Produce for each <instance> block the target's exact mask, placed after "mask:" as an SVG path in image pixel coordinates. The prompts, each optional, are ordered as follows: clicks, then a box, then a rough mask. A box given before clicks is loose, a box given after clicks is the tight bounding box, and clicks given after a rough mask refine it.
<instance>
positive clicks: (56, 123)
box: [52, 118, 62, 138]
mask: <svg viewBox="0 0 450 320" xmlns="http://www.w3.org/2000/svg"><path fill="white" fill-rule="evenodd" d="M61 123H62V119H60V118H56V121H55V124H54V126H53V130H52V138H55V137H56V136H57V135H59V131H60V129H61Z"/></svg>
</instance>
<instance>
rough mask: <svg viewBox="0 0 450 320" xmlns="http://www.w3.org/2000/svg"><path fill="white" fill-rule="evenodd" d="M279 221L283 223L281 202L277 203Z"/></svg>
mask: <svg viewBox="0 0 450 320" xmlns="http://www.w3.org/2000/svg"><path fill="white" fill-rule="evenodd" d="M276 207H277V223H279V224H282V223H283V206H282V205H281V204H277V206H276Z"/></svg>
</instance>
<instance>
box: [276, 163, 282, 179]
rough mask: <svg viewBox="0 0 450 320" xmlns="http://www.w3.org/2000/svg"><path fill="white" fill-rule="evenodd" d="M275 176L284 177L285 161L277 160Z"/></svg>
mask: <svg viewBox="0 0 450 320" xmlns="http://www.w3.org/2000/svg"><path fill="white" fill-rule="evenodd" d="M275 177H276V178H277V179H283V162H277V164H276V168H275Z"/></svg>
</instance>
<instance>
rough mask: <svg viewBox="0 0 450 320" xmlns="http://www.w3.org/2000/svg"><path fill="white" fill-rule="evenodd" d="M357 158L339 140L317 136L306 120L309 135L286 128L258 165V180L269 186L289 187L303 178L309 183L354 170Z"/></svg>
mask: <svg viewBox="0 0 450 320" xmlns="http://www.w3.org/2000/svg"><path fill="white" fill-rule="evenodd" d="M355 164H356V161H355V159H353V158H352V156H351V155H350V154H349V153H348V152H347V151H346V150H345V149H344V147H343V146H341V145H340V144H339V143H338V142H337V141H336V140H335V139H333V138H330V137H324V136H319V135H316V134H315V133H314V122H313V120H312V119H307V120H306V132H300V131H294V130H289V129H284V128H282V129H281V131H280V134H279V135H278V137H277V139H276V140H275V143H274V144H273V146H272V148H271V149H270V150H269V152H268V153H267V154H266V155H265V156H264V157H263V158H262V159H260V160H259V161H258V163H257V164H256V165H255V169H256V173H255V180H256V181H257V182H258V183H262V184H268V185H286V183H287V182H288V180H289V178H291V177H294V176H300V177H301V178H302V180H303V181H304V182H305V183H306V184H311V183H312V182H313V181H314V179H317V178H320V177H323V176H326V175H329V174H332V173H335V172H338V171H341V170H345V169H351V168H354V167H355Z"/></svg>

#### Directions for this task:
Across the listing above, state how many lines include the word "clicks", with nothing but the number in reply.

#### Solution below:
2